What is being asked:
Revise the lines from the one containing "172, row 65." through the one containing "column 85, row 147" by changing "bare arm" to "uncovered arm" and leaving everything else as it is. Return only those lines.
BEGIN Information given
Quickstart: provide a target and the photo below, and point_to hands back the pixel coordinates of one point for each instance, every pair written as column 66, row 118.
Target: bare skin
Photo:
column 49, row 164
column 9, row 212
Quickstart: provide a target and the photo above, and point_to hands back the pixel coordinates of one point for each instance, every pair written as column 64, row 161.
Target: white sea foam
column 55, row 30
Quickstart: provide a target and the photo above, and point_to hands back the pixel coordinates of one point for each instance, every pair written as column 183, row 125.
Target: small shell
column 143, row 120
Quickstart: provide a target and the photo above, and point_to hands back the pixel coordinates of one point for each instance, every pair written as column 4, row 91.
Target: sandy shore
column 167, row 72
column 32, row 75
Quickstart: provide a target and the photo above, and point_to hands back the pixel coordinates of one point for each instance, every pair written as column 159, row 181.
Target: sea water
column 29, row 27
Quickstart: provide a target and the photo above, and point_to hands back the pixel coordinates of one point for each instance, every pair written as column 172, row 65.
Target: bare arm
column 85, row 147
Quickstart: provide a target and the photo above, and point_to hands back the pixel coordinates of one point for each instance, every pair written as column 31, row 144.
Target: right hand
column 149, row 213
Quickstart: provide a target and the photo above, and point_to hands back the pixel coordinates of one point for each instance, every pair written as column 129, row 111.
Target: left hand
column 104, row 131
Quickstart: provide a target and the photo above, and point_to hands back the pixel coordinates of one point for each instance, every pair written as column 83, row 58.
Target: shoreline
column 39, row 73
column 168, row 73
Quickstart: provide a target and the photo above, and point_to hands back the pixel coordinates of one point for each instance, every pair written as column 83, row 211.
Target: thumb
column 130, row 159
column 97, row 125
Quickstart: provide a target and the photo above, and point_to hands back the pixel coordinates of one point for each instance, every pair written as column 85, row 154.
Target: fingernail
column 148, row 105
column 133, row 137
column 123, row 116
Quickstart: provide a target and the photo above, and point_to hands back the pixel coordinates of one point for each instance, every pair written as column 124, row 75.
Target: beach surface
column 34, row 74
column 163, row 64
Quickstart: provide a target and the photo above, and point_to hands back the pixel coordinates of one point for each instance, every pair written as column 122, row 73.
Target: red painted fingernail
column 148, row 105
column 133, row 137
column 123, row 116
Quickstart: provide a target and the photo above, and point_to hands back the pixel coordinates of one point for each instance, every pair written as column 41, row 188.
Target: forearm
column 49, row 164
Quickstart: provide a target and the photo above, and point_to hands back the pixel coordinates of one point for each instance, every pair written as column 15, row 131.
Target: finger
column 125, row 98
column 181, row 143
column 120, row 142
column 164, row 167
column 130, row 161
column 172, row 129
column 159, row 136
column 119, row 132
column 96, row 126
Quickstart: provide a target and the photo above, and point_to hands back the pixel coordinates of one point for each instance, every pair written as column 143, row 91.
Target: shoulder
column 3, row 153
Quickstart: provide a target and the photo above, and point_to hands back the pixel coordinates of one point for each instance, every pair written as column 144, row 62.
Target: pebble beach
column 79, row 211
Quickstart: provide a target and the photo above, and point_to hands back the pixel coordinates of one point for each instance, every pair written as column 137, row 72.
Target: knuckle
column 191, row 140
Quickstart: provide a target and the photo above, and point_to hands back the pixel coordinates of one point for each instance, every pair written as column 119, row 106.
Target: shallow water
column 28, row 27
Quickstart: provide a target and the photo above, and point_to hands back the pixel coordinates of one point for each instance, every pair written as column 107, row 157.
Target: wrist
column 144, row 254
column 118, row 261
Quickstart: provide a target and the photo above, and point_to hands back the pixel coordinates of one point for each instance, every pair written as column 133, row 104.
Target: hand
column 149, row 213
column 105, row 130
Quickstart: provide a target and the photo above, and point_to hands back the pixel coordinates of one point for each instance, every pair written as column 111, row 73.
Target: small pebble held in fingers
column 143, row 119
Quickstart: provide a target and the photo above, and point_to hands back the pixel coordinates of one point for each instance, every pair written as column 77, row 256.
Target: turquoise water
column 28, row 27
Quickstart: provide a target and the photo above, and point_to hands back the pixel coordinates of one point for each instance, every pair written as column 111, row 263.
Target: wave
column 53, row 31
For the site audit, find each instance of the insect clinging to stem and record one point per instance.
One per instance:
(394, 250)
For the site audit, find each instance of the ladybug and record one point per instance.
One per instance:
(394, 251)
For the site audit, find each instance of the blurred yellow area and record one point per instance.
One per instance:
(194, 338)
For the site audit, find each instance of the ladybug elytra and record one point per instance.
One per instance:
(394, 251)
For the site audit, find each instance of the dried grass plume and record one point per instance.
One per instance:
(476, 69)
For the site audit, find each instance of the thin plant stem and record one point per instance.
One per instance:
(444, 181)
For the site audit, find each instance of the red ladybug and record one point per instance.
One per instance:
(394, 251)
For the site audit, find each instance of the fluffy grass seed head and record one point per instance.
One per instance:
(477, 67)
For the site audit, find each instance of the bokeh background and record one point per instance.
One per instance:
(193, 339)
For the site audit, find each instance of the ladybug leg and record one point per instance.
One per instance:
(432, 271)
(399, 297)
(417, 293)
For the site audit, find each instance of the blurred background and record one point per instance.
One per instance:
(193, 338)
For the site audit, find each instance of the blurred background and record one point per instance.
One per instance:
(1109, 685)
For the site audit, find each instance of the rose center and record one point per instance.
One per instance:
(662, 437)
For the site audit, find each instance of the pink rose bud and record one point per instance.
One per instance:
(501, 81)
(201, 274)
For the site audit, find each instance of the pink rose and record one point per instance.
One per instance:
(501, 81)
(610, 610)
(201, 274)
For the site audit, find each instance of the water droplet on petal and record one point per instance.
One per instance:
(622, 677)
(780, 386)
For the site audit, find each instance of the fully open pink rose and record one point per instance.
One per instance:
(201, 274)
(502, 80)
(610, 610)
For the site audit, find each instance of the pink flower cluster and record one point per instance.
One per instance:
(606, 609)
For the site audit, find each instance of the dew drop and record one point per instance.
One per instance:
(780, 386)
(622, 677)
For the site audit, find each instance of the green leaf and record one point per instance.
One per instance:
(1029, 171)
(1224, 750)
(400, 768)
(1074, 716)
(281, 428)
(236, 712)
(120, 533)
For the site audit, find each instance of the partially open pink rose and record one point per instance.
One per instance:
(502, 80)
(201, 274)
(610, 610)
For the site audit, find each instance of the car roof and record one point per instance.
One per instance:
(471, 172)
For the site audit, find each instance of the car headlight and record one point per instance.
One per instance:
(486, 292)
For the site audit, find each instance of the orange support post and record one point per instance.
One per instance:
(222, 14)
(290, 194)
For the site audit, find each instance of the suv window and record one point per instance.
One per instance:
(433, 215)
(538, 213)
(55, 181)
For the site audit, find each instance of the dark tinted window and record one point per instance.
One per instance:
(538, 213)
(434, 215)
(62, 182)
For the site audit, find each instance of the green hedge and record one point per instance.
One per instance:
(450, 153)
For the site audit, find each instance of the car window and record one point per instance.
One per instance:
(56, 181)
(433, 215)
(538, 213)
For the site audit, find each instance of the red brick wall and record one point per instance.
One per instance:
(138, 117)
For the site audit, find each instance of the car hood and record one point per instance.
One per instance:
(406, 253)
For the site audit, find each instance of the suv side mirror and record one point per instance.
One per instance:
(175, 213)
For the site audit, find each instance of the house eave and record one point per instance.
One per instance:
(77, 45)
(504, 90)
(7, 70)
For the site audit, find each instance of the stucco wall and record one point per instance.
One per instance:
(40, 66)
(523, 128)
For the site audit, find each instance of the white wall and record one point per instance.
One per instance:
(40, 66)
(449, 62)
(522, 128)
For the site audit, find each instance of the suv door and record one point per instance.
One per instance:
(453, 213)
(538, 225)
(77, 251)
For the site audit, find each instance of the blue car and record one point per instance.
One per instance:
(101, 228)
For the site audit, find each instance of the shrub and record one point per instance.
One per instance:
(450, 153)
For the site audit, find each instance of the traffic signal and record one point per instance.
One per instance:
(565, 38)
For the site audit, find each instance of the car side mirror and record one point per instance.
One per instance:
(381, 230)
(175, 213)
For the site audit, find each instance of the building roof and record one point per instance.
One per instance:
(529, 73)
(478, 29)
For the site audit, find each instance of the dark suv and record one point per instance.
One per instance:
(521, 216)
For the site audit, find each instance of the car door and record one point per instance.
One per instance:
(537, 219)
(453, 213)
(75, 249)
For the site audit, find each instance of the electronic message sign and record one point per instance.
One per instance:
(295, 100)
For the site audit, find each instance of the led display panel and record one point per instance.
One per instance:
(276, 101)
END Information given
Exercise solution:
Quickstart: provide a target and the photo above, and point_to hands back the pixel coordinates of one point for each instance, every pair written as column 172, row 65.
Target: uncovered arm
column 85, row 147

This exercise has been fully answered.